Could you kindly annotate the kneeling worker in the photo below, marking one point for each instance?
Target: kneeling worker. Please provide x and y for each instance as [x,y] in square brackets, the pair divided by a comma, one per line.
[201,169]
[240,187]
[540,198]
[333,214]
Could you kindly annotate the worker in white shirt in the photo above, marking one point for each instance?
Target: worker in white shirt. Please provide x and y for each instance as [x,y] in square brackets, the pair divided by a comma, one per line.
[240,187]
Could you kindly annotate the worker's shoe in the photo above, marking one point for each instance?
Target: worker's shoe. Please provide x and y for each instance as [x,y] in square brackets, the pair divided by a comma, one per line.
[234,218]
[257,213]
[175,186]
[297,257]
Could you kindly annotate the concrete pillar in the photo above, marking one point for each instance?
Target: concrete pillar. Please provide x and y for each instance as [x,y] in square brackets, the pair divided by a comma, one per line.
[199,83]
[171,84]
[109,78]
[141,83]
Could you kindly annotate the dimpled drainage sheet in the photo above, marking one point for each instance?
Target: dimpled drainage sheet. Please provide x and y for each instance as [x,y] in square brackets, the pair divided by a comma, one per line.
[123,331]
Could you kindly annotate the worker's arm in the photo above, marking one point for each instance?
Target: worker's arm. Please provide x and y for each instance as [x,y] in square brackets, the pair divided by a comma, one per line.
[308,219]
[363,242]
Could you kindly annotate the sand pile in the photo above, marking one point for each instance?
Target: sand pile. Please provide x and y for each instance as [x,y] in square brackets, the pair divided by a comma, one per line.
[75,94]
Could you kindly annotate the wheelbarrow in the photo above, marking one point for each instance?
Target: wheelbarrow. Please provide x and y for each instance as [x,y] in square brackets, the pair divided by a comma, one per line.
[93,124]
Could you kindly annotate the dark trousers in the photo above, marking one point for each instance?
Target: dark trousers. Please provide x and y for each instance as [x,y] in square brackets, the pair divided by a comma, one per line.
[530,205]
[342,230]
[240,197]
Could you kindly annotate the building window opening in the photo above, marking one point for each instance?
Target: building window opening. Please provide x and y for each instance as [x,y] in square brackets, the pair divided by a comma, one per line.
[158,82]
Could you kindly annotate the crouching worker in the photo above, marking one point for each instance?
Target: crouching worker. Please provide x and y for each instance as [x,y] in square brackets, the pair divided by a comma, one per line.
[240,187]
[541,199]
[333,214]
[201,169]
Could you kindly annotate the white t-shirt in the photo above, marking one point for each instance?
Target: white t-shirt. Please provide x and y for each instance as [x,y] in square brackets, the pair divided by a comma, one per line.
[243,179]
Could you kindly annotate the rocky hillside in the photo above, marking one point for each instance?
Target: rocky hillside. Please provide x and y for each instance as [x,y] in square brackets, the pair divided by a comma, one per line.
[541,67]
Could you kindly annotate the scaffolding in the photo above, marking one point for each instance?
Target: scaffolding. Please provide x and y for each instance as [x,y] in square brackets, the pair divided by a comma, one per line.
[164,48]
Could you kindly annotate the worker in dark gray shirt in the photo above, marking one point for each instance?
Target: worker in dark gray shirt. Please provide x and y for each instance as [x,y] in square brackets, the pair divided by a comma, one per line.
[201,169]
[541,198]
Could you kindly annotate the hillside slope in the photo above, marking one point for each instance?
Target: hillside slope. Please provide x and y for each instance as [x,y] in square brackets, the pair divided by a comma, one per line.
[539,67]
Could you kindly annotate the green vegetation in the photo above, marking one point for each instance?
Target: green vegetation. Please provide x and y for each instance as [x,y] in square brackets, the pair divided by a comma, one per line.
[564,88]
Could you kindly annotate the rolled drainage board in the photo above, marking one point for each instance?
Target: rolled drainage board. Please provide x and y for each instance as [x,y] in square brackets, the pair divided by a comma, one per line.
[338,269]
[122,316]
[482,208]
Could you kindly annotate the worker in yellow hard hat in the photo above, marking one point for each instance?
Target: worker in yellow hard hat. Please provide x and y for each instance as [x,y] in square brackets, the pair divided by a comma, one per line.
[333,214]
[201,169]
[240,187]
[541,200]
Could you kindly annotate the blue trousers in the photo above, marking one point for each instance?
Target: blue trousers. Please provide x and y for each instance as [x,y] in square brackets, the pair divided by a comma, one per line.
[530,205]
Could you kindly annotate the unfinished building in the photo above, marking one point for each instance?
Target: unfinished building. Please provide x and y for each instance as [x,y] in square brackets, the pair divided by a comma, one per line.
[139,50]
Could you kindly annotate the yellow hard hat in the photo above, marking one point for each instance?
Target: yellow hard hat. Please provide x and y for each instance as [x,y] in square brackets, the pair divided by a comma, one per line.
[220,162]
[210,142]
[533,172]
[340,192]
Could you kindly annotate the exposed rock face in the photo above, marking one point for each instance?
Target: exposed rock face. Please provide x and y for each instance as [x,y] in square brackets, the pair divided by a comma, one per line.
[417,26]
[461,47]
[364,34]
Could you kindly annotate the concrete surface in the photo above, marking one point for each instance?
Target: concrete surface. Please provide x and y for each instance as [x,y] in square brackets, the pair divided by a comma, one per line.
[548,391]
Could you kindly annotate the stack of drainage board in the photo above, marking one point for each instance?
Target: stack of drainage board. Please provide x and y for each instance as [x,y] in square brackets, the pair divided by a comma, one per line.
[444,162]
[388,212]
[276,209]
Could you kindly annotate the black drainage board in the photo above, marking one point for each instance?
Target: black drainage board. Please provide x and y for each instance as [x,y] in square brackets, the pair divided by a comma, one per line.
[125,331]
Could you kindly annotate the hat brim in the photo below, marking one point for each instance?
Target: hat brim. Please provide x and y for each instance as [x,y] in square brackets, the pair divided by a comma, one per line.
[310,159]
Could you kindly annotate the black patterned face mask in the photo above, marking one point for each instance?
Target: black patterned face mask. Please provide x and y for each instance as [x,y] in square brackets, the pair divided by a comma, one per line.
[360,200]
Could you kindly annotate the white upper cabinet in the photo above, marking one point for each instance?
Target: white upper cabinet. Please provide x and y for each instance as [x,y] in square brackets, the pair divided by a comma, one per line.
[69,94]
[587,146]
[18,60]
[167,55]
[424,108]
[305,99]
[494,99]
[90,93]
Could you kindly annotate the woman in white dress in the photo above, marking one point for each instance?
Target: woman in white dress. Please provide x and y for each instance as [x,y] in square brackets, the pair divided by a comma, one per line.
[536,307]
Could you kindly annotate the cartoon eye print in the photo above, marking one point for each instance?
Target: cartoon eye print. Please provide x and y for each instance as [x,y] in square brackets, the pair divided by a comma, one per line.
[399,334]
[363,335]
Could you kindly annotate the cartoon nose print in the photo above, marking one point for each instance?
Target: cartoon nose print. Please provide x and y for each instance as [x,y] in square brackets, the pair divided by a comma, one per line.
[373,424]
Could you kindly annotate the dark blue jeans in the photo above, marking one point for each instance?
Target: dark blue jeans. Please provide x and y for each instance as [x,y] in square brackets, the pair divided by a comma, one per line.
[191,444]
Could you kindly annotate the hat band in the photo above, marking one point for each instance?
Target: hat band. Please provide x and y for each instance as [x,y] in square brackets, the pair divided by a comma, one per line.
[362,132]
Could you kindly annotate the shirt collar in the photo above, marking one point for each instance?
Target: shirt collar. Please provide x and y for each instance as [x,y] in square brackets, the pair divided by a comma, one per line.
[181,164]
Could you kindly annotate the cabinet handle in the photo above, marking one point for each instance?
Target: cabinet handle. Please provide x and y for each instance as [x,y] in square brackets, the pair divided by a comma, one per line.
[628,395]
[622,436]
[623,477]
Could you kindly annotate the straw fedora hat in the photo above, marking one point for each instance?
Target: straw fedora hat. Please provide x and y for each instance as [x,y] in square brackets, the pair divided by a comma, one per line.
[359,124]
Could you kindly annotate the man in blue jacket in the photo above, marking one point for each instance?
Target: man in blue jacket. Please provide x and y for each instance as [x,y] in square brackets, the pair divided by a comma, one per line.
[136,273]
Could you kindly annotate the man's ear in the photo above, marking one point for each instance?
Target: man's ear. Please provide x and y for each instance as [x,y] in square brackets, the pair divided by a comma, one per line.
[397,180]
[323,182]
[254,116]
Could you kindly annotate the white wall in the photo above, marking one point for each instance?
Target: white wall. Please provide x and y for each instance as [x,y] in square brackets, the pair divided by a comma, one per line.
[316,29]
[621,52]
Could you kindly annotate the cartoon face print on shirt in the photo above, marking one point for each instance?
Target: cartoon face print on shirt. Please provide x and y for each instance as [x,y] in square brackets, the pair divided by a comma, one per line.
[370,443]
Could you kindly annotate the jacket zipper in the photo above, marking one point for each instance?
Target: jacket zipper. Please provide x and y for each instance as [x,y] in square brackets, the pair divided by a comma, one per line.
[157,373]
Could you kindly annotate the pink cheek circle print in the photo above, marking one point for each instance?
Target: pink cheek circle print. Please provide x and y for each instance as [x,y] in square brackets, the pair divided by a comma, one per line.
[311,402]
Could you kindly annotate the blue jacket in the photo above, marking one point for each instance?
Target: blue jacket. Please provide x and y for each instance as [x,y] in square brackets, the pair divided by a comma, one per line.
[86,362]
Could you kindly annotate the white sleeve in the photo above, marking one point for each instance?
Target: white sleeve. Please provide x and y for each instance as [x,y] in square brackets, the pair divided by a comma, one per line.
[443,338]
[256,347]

##############################

What you give back must be the stretch above, starting at the line with "Could you kindly annotate the hillside" and ending at the line with "Could you kindly annotate the exposed", copied exactly.

Task solution →
Could you kindly annotate the hillside slope in the photo above, marking one point for each instance?
Target: hillside slope. Please provide x and y for each instance as [x,y] in square brackets, the pair divided by a comma, one per line.
[539,67]
Could you kindly annotate the green vegetation in the photo above, marking one point for each instance?
Target: green vegetation. Please provide x and y for each instance as [x,y] in square brackets, the pair divided by a comma, one per line.
[564,88]
Could you kindly annotate the rolled drainage board in the photo above, marking one point for each instance?
Target: rolled drainage board. Please provide x and y for each instance as [x,y] in square brackets, the pair divided by a comma, one per line.
[338,269]
[122,316]
[482,208]
Could you kindly annotate the worker in yellow hard hat in the photo above, marking one point for each instance?
Target: worker in yellow hard hat. Please provide x and y for each instance as [x,y] in square brackets, the pair divided by a comma, one per line.
[333,214]
[201,169]
[240,187]
[541,200]
Could you kindly annotate the blue trousers in the photo above, marking one point for each instance?
Target: blue trousers. Please provide x and y for each instance as [x,y] in square brackets, the pair divided by a comma, one per line.
[530,205]
Could you kindly annotate the unfinished building in the photo above, marking one point for each instance?
Target: unfinished building. Please provide x and y for each instance as [x,y] in square brackets, the pair divided by a comma, one per line.
[139,50]
Could you kindly annotate the yellow hard hat in the photo above, marking one point for each instance?
Target: yellow hard hat. Please provide x and y for each instance as [x,y] in square brackets, the pair divided by a comma, one per line.
[220,162]
[210,142]
[533,172]
[340,192]
Could you kindly annotate the exposed rock face in the photo above, marking one point for each instance?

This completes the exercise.